__WHAT IS REQUIRED__. Report every line of the listing below that contains the word "desert".

[Dataset records on the locations of objects]

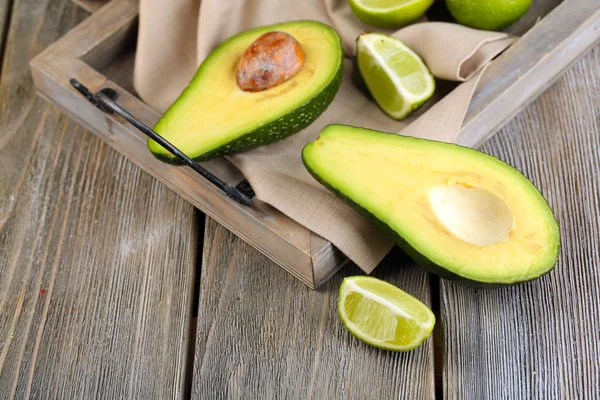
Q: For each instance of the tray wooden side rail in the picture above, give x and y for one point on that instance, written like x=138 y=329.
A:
x=510 y=82
x=97 y=41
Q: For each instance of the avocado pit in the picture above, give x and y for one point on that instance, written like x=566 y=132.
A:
x=471 y=214
x=272 y=59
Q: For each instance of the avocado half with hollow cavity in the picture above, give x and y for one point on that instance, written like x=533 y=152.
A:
x=460 y=213
x=214 y=117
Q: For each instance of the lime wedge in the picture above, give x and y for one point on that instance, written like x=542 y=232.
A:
x=382 y=315
x=389 y=13
x=397 y=78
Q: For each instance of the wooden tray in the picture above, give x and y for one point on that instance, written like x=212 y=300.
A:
x=99 y=53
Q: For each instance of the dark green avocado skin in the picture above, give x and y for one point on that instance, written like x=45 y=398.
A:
x=407 y=248
x=281 y=128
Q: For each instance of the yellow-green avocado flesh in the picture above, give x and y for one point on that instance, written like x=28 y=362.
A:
x=460 y=213
x=214 y=117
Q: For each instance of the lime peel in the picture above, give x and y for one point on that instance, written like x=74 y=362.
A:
x=423 y=318
x=401 y=67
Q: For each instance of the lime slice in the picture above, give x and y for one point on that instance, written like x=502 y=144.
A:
x=382 y=315
x=389 y=13
x=491 y=15
x=397 y=78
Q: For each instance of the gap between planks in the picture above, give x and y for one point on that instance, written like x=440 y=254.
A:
x=5 y=17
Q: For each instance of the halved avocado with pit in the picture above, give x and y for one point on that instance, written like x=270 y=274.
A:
x=214 y=117
x=460 y=213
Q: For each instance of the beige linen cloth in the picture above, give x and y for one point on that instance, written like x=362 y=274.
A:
x=176 y=35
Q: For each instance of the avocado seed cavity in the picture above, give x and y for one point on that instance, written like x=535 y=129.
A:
x=471 y=214
x=270 y=60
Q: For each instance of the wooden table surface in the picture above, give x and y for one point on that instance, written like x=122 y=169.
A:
x=111 y=286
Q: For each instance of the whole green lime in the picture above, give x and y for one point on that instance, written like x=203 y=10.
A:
x=491 y=15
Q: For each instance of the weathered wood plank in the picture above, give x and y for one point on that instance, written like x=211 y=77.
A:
x=261 y=332
x=97 y=259
x=5 y=8
x=541 y=339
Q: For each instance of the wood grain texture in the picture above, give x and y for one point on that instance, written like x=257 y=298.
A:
x=262 y=334
x=92 y=47
x=540 y=340
x=97 y=259
x=5 y=8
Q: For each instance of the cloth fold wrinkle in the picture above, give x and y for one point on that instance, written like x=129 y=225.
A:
x=170 y=36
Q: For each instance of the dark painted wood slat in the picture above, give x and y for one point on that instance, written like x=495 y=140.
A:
x=263 y=334
x=540 y=340
x=97 y=258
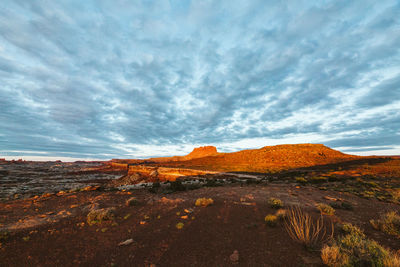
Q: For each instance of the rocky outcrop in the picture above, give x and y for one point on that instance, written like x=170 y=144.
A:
x=142 y=173
x=267 y=158
x=203 y=151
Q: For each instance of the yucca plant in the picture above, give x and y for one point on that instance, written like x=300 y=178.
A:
x=305 y=229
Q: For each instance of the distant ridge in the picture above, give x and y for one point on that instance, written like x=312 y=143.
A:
x=265 y=158
x=258 y=160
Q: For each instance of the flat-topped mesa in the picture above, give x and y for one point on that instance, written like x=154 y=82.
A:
x=203 y=151
x=267 y=158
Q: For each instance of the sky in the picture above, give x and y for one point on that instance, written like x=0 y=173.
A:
x=134 y=79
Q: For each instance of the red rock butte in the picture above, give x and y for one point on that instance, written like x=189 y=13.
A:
x=252 y=160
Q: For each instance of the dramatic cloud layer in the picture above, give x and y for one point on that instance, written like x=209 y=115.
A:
x=105 y=79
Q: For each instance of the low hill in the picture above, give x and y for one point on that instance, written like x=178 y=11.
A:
x=266 y=158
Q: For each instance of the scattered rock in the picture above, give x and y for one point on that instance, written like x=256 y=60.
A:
x=165 y=200
x=126 y=242
x=179 y=225
x=90 y=207
x=204 y=202
x=234 y=257
x=132 y=202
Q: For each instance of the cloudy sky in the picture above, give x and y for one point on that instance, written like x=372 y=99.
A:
x=133 y=79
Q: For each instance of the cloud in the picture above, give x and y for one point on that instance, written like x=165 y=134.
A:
x=106 y=79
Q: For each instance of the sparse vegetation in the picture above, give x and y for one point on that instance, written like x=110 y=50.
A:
x=304 y=229
x=325 y=209
x=348 y=228
x=177 y=186
x=388 y=223
x=354 y=249
x=100 y=215
x=342 y=205
x=4 y=235
x=271 y=220
x=179 y=225
x=318 y=179
x=275 y=203
x=332 y=256
x=301 y=180
x=204 y=202
x=132 y=202
x=281 y=214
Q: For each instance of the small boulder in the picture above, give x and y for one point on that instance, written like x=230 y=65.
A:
x=132 y=202
x=100 y=215
x=234 y=257
x=126 y=242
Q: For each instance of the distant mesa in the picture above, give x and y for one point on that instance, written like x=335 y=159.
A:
x=200 y=152
x=258 y=160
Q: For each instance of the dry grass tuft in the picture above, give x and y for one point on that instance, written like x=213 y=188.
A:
x=271 y=220
x=304 y=229
x=332 y=256
x=392 y=261
x=388 y=223
x=325 y=209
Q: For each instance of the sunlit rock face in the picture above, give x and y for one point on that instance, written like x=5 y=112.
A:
x=203 y=151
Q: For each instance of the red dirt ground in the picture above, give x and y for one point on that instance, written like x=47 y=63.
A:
x=209 y=236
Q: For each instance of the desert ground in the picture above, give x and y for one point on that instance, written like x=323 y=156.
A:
x=238 y=218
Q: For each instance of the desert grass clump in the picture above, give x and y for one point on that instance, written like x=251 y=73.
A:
x=318 y=179
x=204 y=202
x=275 y=203
x=304 y=229
x=325 y=209
x=388 y=223
x=348 y=228
x=271 y=220
x=4 y=235
x=100 y=215
x=354 y=249
x=132 y=202
x=332 y=256
x=301 y=180
x=395 y=194
x=281 y=214
x=393 y=261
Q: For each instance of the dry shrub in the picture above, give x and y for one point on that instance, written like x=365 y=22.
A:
x=100 y=215
x=304 y=229
x=388 y=223
x=392 y=261
x=355 y=249
x=275 y=203
x=271 y=220
x=325 y=209
x=332 y=256
x=281 y=214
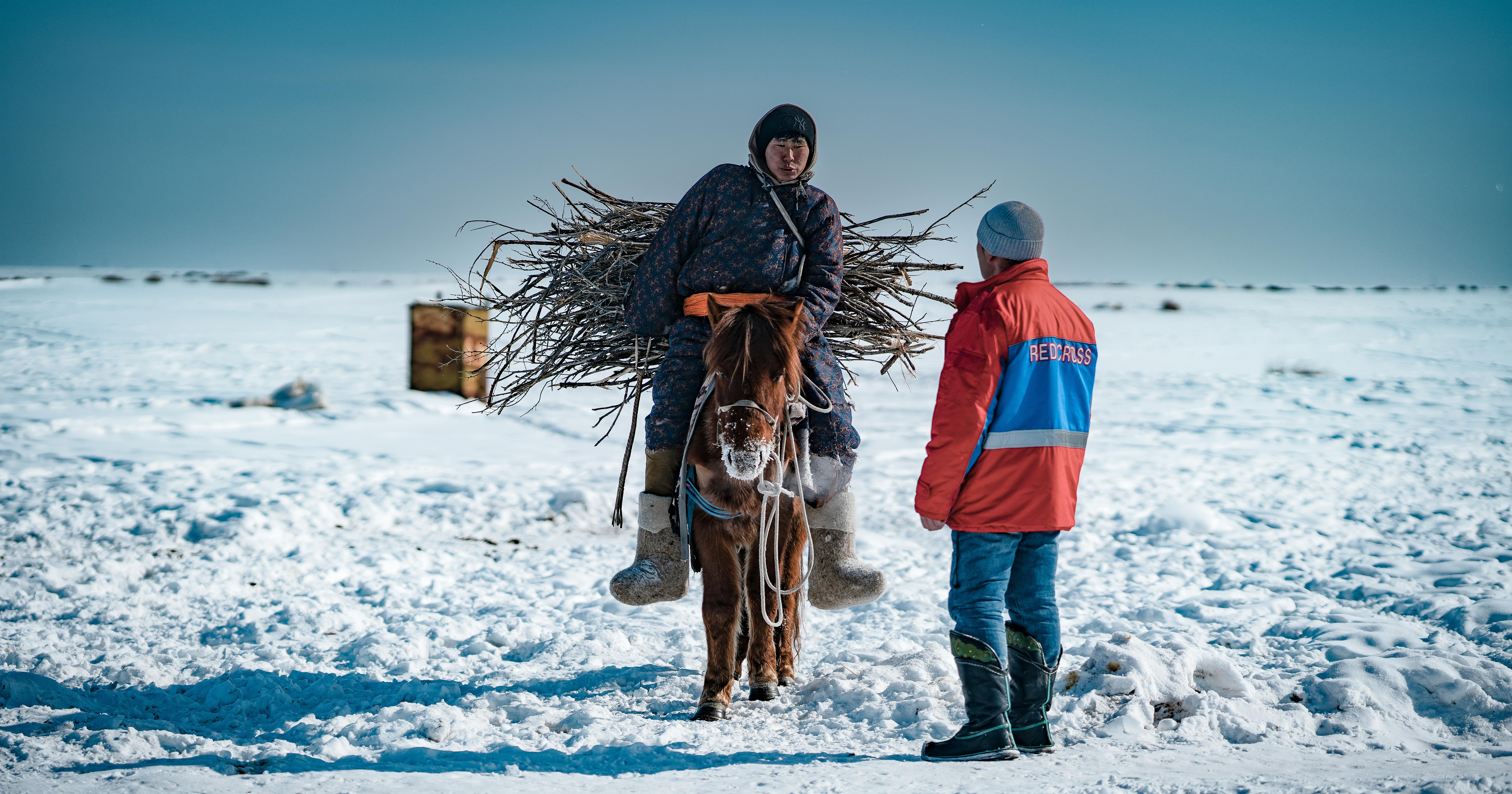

__WRITTEN ANSWER__.
Q: For each instance of the desert ground in the picture above, give x and y for one point on that instance, written like x=323 y=156.
Q: For each instance of the desert grass clump in the picture above, give x and y for one point on that instance, written like x=251 y=73.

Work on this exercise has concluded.